- Directions -
1. Reproduce the part of the passage on reading tastes that starts with "I will say this: I" and goes on through "direction of reality.".
2. Pick up the passage on reading tastes and popular books where it stops, and keep writing it.

- Document passage -
"""
I will admit I’m the opposite of John–literary recommendations tend to mean I am going to like something, at least when applied to writers from past eras (contemporary ones are complicated). But I’m the opposite of John in a lot of ways. John pointed out on the comments once that he’d liked the television series House until it became more about the private lives of the main characters than the medical mystery. I started to like House when it ditched reliance on the medical stuff to focus on the main characters.
What we like is what we like. I never expected anybody to read this and go running out to read Dickens, or James. And that’s especially true of James, because he can be difficult to read even for somebody, like me, who honestly enjoys him.
I will say this: I do tend to think that books that are wildly popular are not going to be any good.
That’s not snobbishness about popular taste, or some desire to hold myself up as better than and smarter than anybody else.
It is a nod in the direction of reality.
People with intelligence, education and good reading skills read books well below their ability to understand them, but people without any of the three do not in general read books above their ability to understand them.
"""
- Records drawn from a data source -
"""
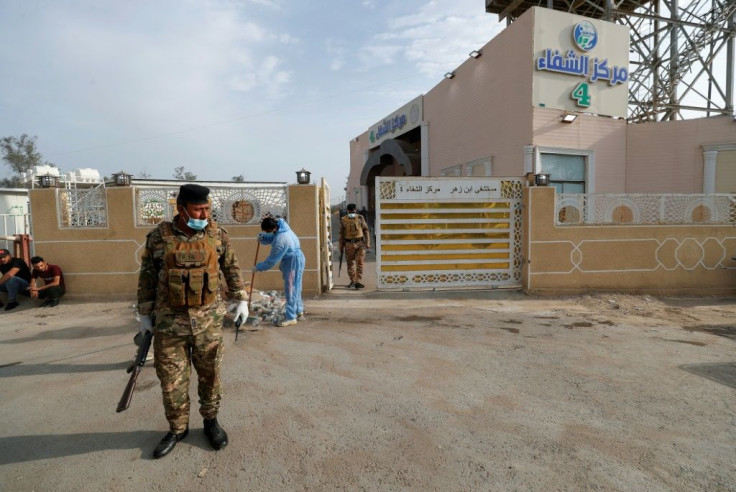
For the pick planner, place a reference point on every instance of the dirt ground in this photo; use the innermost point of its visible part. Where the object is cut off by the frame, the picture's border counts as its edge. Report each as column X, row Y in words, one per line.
column 490, row 390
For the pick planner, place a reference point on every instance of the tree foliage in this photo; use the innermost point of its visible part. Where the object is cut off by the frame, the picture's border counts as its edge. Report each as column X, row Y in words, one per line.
column 181, row 174
column 21, row 155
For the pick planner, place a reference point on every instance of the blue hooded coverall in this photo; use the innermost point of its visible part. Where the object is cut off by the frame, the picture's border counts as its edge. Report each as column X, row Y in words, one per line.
column 285, row 247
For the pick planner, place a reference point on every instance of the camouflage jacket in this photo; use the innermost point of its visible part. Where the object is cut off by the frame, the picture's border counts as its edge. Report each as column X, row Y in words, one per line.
column 153, row 289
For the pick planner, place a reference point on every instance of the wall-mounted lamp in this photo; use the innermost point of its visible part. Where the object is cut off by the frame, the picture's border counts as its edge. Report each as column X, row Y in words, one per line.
column 541, row 179
column 121, row 178
column 302, row 177
column 48, row 181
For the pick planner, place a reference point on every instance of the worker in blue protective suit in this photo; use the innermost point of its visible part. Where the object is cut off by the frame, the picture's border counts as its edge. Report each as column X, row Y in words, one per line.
column 286, row 249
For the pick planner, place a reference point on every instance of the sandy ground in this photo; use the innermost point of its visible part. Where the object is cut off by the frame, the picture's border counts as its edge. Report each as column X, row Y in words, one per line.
column 489, row 390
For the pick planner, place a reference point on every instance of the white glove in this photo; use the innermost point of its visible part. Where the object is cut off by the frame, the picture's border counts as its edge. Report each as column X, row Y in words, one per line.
column 241, row 312
column 146, row 323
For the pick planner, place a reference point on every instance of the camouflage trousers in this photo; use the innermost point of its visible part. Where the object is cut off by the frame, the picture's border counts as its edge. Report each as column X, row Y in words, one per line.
column 355, row 254
column 174, row 355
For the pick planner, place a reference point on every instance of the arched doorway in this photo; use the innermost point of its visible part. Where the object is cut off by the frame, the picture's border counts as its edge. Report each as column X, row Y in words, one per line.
column 392, row 158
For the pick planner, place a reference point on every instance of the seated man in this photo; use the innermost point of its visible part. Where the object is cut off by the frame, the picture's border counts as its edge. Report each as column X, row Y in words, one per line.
column 53, row 282
column 16, row 277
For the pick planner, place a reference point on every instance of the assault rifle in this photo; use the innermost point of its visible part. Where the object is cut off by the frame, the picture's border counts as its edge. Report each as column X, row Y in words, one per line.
column 135, row 369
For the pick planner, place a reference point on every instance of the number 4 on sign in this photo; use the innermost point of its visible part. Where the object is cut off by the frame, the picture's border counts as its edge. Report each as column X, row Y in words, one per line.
column 581, row 94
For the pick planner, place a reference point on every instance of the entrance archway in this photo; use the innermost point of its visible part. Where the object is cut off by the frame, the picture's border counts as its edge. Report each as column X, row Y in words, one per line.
column 392, row 158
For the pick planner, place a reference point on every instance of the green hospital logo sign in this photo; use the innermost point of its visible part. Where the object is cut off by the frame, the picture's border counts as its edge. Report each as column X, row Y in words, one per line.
column 592, row 70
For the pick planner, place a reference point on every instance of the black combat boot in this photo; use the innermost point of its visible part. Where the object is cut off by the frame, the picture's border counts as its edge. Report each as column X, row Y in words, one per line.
column 168, row 443
column 215, row 433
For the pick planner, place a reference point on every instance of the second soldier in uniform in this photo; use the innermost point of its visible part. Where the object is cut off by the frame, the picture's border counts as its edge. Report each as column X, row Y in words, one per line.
column 354, row 240
column 179, row 299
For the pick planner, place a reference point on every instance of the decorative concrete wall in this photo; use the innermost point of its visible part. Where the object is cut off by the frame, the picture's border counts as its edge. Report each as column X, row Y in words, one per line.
column 105, row 261
column 655, row 259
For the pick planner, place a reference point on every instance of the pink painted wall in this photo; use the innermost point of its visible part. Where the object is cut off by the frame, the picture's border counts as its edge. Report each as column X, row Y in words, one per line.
column 667, row 157
column 486, row 109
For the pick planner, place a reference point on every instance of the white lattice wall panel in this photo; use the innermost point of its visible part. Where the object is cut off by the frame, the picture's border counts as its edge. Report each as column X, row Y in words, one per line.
column 576, row 209
column 235, row 205
column 81, row 208
column 448, row 232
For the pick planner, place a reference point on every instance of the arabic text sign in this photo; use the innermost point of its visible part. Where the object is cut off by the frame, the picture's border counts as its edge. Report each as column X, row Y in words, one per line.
column 447, row 189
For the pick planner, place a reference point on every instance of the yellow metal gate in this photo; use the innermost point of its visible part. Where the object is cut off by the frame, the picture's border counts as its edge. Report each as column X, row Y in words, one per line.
column 448, row 232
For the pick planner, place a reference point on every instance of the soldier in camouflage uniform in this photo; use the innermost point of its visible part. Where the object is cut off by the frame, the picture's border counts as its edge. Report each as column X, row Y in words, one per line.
column 179, row 299
column 355, row 239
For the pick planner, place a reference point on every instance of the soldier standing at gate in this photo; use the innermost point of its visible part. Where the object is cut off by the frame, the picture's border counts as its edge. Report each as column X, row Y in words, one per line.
column 179, row 300
column 355, row 239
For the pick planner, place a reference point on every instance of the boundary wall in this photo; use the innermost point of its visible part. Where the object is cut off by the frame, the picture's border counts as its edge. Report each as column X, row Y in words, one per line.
column 105, row 261
column 690, row 259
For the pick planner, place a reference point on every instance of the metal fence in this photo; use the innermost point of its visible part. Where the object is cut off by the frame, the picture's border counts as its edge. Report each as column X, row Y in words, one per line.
column 635, row 209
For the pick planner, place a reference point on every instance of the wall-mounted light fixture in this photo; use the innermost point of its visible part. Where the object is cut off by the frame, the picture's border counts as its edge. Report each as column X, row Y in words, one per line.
column 302, row 177
column 121, row 178
column 541, row 179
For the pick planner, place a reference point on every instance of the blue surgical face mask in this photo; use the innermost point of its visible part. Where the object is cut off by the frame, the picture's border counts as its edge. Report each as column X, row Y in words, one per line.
column 196, row 224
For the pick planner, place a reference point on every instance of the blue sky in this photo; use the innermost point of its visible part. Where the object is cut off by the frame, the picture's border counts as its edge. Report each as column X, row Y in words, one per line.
column 260, row 88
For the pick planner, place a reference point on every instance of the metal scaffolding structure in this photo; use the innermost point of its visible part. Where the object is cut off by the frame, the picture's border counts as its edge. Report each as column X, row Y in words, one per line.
column 681, row 53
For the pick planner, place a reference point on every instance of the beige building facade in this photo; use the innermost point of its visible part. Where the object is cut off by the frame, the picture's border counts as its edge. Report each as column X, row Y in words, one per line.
column 100, row 254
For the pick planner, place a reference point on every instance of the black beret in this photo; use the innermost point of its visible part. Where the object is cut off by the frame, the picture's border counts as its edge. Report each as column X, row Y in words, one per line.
column 192, row 193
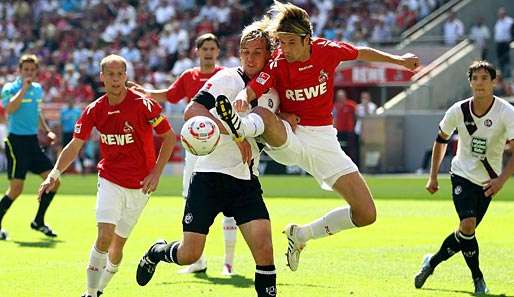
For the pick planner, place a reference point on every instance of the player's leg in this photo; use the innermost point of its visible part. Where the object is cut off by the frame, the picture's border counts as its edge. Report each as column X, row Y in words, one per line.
column 257, row 234
column 17, row 167
column 184, row 252
column 40, row 164
column 189, row 164
column 113, row 261
column 14, row 191
column 230, row 237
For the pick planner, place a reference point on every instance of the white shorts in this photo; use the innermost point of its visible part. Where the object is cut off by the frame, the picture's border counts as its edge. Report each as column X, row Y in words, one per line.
column 189, row 166
column 316, row 150
column 119, row 206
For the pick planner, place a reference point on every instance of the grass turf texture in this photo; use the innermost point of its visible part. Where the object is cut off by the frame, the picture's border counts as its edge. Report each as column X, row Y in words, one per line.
column 379, row 260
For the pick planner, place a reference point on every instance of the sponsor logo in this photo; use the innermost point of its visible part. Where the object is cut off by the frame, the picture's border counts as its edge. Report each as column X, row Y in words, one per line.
column 272, row 291
column 307, row 93
column 188, row 218
column 77, row 129
column 457, row 190
column 262, row 78
column 116, row 139
column 305, row 68
column 323, row 76
column 127, row 128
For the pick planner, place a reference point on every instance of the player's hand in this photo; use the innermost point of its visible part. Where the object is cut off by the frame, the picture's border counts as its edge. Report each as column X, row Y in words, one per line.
column 493, row 186
column 410, row 61
column 246, row 151
column 432, row 185
column 241, row 105
column 135, row 86
column 149, row 183
column 46, row 186
column 291, row 118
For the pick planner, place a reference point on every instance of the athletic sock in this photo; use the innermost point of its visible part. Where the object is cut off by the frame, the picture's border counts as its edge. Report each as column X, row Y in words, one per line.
column 451, row 246
column 334, row 221
column 469, row 246
column 46, row 199
column 265, row 281
column 5, row 204
column 107, row 274
column 230, row 236
column 95, row 268
column 165, row 252
column 252, row 125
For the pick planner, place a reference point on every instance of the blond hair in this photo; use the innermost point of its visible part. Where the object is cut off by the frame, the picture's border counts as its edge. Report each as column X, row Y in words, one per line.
column 112, row 59
column 256, row 30
column 289, row 18
column 28, row 58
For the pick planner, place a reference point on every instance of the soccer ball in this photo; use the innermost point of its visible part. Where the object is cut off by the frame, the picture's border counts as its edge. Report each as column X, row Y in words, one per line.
column 200, row 135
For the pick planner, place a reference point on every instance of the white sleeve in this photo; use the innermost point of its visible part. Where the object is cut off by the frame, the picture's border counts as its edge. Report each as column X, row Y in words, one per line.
column 508, row 119
column 449, row 122
column 226, row 82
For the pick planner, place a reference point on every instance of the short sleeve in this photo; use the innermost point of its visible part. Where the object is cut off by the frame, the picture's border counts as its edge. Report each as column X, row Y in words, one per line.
column 152, row 112
column 449, row 122
column 344, row 51
column 85, row 123
column 265, row 80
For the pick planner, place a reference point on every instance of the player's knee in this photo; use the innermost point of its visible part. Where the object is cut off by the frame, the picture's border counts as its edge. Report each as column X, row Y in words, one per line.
column 468, row 225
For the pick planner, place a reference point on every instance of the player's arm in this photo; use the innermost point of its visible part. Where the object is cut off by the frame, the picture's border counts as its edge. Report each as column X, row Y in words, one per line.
column 494, row 185
column 15, row 101
column 66, row 157
column 438, row 151
column 200, row 106
column 367, row 54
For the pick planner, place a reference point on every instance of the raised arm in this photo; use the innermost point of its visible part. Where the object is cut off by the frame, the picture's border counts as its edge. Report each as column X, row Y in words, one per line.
column 409, row 61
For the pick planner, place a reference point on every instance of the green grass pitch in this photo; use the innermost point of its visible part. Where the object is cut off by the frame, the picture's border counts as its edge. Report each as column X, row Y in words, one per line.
column 379, row 260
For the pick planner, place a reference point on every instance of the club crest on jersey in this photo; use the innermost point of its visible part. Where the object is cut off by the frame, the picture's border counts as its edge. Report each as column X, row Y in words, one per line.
column 263, row 78
column 188, row 218
column 323, row 76
column 127, row 128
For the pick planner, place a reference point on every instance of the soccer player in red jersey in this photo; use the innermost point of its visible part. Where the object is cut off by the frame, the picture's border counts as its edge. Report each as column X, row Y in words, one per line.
column 302, row 72
column 186, row 87
column 129, row 170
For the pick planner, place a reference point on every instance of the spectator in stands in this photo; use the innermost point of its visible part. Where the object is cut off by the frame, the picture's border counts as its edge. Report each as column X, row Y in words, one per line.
column 344, row 120
column 502, row 38
column 453, row 29
column 479, row 33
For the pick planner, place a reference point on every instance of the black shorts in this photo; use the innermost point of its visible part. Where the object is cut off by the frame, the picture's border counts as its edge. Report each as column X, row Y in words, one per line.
column 211, row 193
column 469, row 198
column 24, row 154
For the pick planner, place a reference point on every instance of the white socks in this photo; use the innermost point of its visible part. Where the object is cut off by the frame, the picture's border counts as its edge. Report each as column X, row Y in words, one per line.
column 252, row 125
column 95, row 268
column 334, row 221
column 230, row 235
column 107, row 274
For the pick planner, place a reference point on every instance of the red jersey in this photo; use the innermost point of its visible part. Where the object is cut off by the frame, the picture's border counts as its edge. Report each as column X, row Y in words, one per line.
column 306, row 88
column 188, row 84
column 126, row 138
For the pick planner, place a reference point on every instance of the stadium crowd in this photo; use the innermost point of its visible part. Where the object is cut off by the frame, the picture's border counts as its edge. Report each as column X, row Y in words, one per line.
column 156, row 36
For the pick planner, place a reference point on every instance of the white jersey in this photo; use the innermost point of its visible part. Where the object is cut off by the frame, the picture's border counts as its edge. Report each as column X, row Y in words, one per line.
column 490, row 132
column 226, row 158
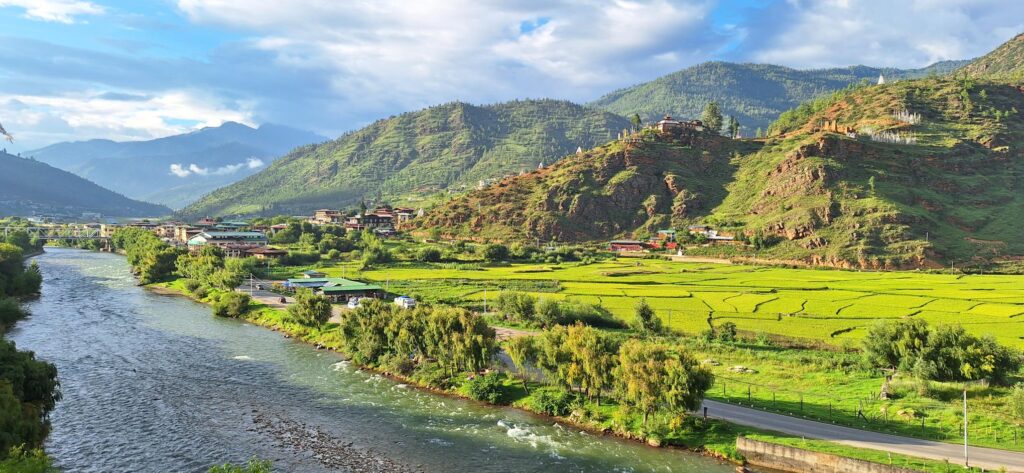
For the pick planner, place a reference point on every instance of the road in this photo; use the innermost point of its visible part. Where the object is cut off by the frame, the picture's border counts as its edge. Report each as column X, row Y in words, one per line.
column 989, row 459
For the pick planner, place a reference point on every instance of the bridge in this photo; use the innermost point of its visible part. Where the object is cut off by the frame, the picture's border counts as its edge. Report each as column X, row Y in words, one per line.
column 57, row 232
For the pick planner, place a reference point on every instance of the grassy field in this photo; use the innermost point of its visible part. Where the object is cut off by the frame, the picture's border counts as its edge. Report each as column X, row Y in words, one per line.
column 828, row 307
column 833, row 306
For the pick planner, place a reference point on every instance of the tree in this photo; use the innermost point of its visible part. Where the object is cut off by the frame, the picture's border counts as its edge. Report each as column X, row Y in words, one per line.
column 651, row 376
column 309, row 308
column 522, row 352
column 516, row 306
column 231, row 304
column 896, row 344
column 591, row 359
column 733, row 127
column 712, row 117
column 428, row 254
column 645, row 320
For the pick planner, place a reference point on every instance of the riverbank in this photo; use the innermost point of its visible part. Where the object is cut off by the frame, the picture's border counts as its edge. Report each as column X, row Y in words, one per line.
column 715, row 438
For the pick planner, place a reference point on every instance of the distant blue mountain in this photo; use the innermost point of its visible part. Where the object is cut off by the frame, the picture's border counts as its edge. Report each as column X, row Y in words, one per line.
column 31, row 187
column 176, row 170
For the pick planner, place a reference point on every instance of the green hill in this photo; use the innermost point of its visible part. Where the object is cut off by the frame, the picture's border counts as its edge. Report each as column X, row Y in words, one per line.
column 205, row 160
column 756, row 94
column 907, row 174
column 31, row 187
column 416, row 154
column 619, row 188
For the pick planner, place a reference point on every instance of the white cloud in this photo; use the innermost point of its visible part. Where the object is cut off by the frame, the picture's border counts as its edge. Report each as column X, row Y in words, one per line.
column 54, row 10
column 884, row 33
column 393, row 54
column 194, row 169
column 44, row 119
"""
- Outputs for the tasks -
1.
I will say this: I do tend to think that books that are wildly popular are not going to be any good.
That’s not snobbishness about popular taste, or some desire to hold myself up as better than and smarter than anybody else.
It is a nod in the direction of reality.

2.
There is, therefore, automatically a wider audience for simplistic, uncomplicated fiction than there will ever be for something that requires that you be able to handle literary forms (think third person multiple viewpoint), know a few references (Pearl Harbor, say, or the Canterbury Tales), and make connections (Susan went to bed with Dan and now she’s throwing up. That means she’s…)
The more the writer demands of the reader, the fewer readers he will necessarily have–but most really good books do demand something from the reader, often quite a bit. Even Stephen King couldn’t write what he writes without that third person multiple viewpoint, and even half of hip-hop music runs on allusions.
So much of what comes in as advice about writing here sounds to me like: stop writing anything you’d want to write, and hope that all writers write the kind of thing you’re never going to want to read.
I like difficulty, I like ambiguity, I like nuance–and I really hate having to plod through explanations when a simple reference would have been all I needed to understand what was being said.
And the thing about “don’t assign real literary classics in English class, assign things people are going to like to read,” sounds to me like “only assign things in English class that YOU’LL really hate reading, because YOUR pleasure in reading doesn’t count, it’s just odd and nobody else shares it.
It doesn’t surprise me at all that people who really like reading the literary canon tend to be people who also end up majoring in English and sometimes becoming English teachers.
It doesn’t surprise me at all that people who really like math tend to be people who end up majoring in math or math-heavy subjects and that most people who set out to be math teachers really like math.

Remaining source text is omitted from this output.